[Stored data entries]

___

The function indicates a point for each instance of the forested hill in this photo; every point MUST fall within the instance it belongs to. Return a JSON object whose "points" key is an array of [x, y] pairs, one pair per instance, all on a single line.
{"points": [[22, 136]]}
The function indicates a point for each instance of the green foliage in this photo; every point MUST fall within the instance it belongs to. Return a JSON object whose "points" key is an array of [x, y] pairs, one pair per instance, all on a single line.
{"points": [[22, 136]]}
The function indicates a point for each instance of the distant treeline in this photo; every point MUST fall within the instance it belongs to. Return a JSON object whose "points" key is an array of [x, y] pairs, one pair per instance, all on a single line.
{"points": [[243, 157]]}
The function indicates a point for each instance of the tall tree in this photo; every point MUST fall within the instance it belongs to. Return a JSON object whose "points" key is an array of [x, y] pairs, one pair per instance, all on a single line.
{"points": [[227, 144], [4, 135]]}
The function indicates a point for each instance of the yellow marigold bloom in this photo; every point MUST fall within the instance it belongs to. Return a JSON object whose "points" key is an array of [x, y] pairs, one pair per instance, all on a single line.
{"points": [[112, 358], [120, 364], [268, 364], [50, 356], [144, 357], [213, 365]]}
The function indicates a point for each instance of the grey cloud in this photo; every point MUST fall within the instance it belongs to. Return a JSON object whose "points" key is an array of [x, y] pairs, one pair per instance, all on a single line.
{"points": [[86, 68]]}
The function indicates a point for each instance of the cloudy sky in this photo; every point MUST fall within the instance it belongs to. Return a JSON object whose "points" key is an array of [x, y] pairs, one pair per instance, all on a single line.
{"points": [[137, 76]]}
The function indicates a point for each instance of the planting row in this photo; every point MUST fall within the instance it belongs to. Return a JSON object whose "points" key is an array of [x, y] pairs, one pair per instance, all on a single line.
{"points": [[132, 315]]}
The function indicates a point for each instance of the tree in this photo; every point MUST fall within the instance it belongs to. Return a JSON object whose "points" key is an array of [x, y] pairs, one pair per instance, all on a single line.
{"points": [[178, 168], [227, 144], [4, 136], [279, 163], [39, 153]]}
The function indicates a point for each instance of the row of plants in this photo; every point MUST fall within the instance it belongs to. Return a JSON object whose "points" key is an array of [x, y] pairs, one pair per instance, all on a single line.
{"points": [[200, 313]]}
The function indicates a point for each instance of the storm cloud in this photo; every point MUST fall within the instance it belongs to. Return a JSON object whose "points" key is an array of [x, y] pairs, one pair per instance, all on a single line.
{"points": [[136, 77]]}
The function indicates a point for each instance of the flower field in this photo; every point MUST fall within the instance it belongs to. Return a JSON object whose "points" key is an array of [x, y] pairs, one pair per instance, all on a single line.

___

- GIVEN EXERCISE -
Can you give the records above as a numbered list, with the blank lines left out?

- SOLUTION TO THIS TASK -
1. The function indicates a point for each instance of the forested hill in this photo; every point MUST fall within the instance it belongs to. Return a JSON object whose "points" key is an array of [x, y] pairs, one pair per instance, all on a single line.
2. {"points": [[22, 136]]}
3. The function indicates a point for each instance of the green foliage in this photo; every point MUST fall within the instance it belongs to. Return a JSON object whose "points" key is an array of [x, y] pairs, one pair per instance, all on a single line.
4. {"points": [[22, 136]]}
5. The function indicates a point for each instance of the distant treeline in this photo; every point MUST fall within the instance it belongs to. Return a JSON object whose "points" key is an array of [x, y] pairs, one pair per instance, all on a single line.
6. {"points": [[243, 157]]}
7. The function indicates a point for each instance of the tall tree in this photo; every point MUST fall within the instance it belongs to. Return a JSON object whose "points" key is an array of [x, y] pairs, one pair per instance, all on a single line.
8. {"points": [[227, 144], [4, 135]]}
9. The function indicates a point for each instance of the yellow marigold bloom in this photo; every point MUST fall within the instance it belongs to. Return a JSON object whose "points" key is an array of [x, y] pairs, one pair per instance, all on a single line.
10. {"points": [[112, 358], [120, 364], [268, 364], [50, 356], [144, 357], [213, 365]]}
11. The function indicates a point for each instance of the grey cloud in this photo; every point MUST fall within the instance it belongs to. Return a JSON object whose "points" key is an array of [x, y] pairs, one pair per instance, all on a single line.
12. {"points": [[86, 68]]}
13. The function indicates a point for each instance of the cloudy sky in this photo; every point MUST fall within the instance it belongs to. Return a JSON object whose "points" key is an array of [x, y] pairs, one pair per instance, all on a single line.
14. {"points": [[137, 76]]}
15. The function indicates a point for each instance of the planting row in this photo; every point MUST fall within the instance it belongs to. Return a JSON object whose "points" key is an array of [x, y] pairs, one pair per instance, all on a single line.
16. {"points": [[132, 315]]}
17. The function indicates a point for each instance of the tree in this photo; every point MUST fall within the instance it belongs to. Return a JSON object whose "points" key is an array of [x, y] pairs, one pair per instance, all on a single line.
18. {"points": [[178, 168], [227, 144], [4, 136], [279, 163], [39, 153]]}
19. The function indicates a point for each instance of the row of plants in this photo; every point MUST fall within the instance it belongs to. Return a JSON object whose "points" key is an array of [x, y] pairs, one pair per instance, all on a single line.
20. {"points": [[200, 313]]}
21. The function indicates a point for each instance of the storm cloud in this photo; every point MUST fall within the instance it belongs to. Return a JSON object whose "points" key is an array of [x, y] pairs, one pair per instance, all on a single line.
22. {"points": [[136, 77]]}
23. The function indicates a point for each instance of the flower field in this photo; every point MUST fall within the instance it belongs to. Return a JSON object whose "points" key is an array of [x, y] pairs, one pair per instance, all on a single line.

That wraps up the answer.